[[ Available data, beginning ]]
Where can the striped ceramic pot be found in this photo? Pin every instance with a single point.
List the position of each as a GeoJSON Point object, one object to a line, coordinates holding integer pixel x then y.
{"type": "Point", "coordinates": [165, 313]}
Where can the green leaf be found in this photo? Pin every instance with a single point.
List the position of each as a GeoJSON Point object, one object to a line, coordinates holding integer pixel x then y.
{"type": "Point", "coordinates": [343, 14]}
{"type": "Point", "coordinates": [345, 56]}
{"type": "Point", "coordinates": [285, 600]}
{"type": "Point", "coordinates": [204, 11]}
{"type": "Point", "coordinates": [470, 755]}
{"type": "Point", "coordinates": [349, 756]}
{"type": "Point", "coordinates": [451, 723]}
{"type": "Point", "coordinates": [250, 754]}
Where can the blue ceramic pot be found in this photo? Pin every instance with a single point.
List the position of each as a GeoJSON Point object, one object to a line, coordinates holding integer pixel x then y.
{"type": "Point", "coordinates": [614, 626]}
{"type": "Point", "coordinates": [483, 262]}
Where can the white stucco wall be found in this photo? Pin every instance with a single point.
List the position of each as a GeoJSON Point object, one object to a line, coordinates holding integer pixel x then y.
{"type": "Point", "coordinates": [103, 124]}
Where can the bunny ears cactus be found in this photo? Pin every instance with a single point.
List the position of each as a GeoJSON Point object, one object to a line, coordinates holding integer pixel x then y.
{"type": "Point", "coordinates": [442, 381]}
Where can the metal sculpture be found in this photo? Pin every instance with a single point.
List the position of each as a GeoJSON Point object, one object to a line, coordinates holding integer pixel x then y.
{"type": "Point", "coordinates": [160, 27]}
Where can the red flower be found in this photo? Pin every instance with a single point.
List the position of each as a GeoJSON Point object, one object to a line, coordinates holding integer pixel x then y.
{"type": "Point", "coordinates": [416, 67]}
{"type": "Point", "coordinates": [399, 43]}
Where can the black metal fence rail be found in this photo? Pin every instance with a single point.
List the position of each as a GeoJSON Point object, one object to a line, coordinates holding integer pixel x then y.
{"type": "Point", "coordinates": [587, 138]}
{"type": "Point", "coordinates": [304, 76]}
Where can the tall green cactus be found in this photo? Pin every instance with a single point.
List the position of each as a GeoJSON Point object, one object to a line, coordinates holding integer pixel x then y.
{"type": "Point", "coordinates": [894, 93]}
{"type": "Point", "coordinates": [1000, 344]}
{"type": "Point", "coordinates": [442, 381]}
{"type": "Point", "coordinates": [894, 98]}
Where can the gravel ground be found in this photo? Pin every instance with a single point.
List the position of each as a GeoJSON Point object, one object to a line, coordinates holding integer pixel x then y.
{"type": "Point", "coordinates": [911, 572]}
[[ Available data, end ]]
*Exercise details:*
Please reproduce, word for word, every line from the line with "Where can the gravel" to the final line above, including both ends.

*Task solution:*
Where can the gravel ground be found in this photo? Pin every instance with a single point.
List the position of each as a GeoJSON Point object, one object to a line, coordinates holding integer pixel x then y.
{"type": "Point", "coordinates": [911, 572]}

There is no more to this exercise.